-- start of SOURCE TEXT --

Here \(\varepsilon \) is used as a calibration factor. Now we proceed tp calculate \(\frac{{\mathrm {d}}A}{{\mathrm {d}}S}\). To calculate this, we can consider position uncertainty as the diameter of the black hole \(\Delta x\simeq 2r_{H}\). From Eq. (23), we can have the uncertainty in \(\Delta p\). With this we have

$$\begin{aligned} \frac{{\mathrm {d}}A}{{\mathrm {d}}S}\simeq \frac{\varepsilon r_{H}}{2ln2}\frac{\left( \eta + 2r_{H}\right) }{\eta ^{2}} \left[ 1-\sqrt{1-\frac{4\eta ^2}{\left( \eta + 2r_{H}\right) ^{2}}}\right] . \end{aligned}$$
(27)

Upon substituting of Eqs. (25) and (27) in Eq. (24), the following expression for T results

$$\begin{aligned} T=\frac{\varepsilon r_{H}}{16 \pi ln2}\frac{\left( \eta + 2r_{H}\right) }{\eta ^{2}} \left[ 1-\sqrt{1-\frac{4\eta ^2}{\left( \eta + 2r_{H}\right) ^{2}}} \right] \left( 1+\frac{3\xi \tau _{q}}{r_{H}^{3\tau _{q}+1}}\right) , \end{aligned}$$
(28)

In the absence of the quintessence and the correction due to the GUP \(\eta =\xi =0\), and \(\xi _q=0 \) then Eq. (28) turns into \(T=\frac{\varepsilon }{16 \pi r_{H} ln2}\) that should correspond to the Hawking temperature, \(T=\frac{1}{4\pi r_{H}}\) [1, 2]. Therefore, the calibration factor in this situation turns out to be \(\varepsilon =4ln2\). Hawking temperature with the correction due to GUP can be written as (28)

$$\begin{aligned} T=\frac{1}{4 \pi }\frac{\left( \eta + 2r_{H}\right) }{\eta ^{2}}\left[ 1-\sqrt{1-\frac{4\eta ^2}{(\eta + 2r_{H})^{2}}}\right] \left( 1+\frac{3\xi \tau _{q}}{r_{H}^{3\tau _{q}+1}}\right) . \end{aligned}$$
(29)

Setting only \(\eta \rightarrow 0\), in Eq. (29), we get the Hawking temperature of Schwarzschild black hole surrounded by the quintessence when no correction due to the generalization of Heisenberg uncertainty principle is absent.

-- end of SOURCE TEXT --

INSTRUCTIONS:
1. In the Hawking temperature passage, what value does the calibration factor take?
2. Continue the Hawking temperature passage from its final sentence.
The material that comes after the Hawking temperature passage is separate from it.

-- start of MATERIAL PROVIDED --

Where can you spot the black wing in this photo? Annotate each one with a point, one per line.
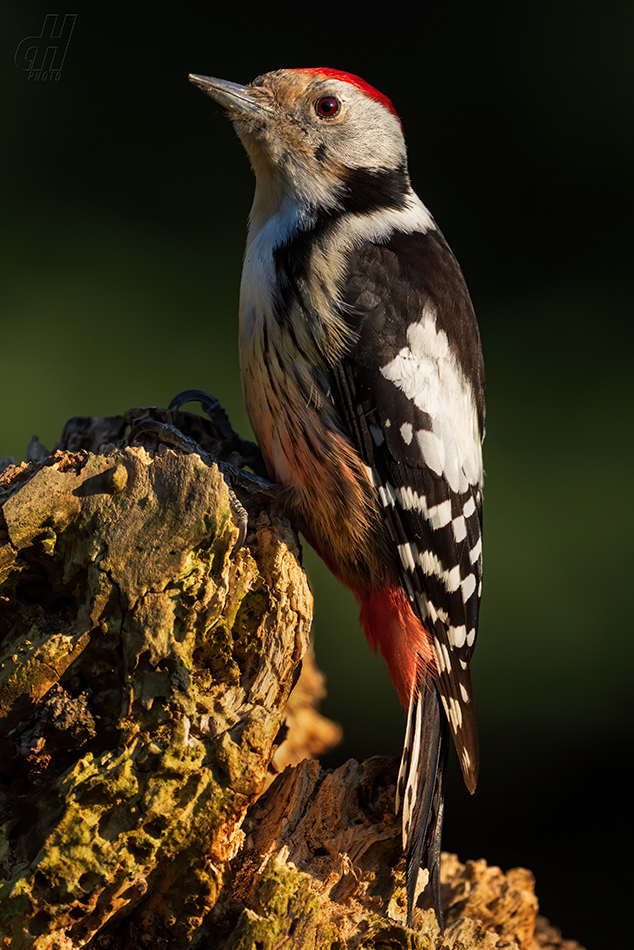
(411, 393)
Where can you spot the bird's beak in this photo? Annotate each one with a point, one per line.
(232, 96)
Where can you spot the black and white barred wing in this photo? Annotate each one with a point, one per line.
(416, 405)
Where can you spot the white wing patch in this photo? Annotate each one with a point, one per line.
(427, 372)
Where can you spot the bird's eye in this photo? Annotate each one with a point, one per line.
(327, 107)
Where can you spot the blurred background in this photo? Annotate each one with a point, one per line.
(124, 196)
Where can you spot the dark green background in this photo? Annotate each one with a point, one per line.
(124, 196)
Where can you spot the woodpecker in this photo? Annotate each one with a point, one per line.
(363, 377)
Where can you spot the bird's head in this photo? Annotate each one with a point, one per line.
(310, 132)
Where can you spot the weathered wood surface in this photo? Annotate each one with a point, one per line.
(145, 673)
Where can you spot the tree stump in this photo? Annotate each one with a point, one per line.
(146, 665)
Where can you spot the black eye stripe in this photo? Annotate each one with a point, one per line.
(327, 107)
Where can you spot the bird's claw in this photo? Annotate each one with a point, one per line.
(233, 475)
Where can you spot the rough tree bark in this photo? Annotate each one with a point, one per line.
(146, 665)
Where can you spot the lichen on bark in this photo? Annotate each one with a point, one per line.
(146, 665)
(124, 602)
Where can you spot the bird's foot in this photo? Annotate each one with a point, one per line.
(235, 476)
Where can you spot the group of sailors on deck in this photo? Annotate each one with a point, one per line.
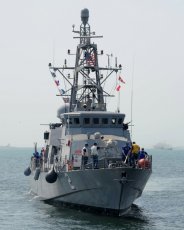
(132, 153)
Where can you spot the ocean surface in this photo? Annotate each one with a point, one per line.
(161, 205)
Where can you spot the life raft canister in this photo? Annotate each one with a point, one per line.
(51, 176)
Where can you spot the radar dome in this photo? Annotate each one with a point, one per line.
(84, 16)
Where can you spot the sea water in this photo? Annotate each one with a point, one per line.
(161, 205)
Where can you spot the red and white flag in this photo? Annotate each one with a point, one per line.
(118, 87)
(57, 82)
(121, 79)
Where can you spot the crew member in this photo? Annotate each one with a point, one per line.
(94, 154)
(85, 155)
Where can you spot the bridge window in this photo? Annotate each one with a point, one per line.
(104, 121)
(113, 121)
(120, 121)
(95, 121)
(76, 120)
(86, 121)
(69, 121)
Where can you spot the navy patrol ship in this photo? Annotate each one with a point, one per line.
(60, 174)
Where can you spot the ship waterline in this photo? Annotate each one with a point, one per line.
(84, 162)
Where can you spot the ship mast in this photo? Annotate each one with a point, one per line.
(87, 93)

-- end of MATERIAL PROVIDED --

TASK RESPONSES:
1. The calibration factor turns out to be ε = 4 ln 2.

2.
$$\begin{aligned} T=\frac{1}{4 \pi r_{H}}\left( 1+\frac{3\xi \tau _{q}}{r_{H}^{3\tau _{q}+1}}\right) . \end{aligned}$$
(30)

The characteristics temperature of a black hole must be real valued which supplies the interesting information that the radius of the black hole has to satisfy the condition

$$\begin{aligned} r_{H}\le \root (3\tau _{q}+1) \of {-3\xi \tau _{q}}, \end{aligned}$$
(31)

which implies that it is bounded from the above. A careful look reveals that for \(\xi > 0\) and \(\tau _{q} < 0\), the radius of the horizon has a positive root unless the quintessence state parameter takes the value \(\tau _q = \frac{-1}{3}\). For \(\tau _{q} = \frac{-1}{3}\), the horizon radius is not bounded from above. In the presence of quintessence matter encompassing the black hole, the greatest possible event horizon may obtain. It can be seen in the way that the presence of quintessence has an enhancing tendency of entropy.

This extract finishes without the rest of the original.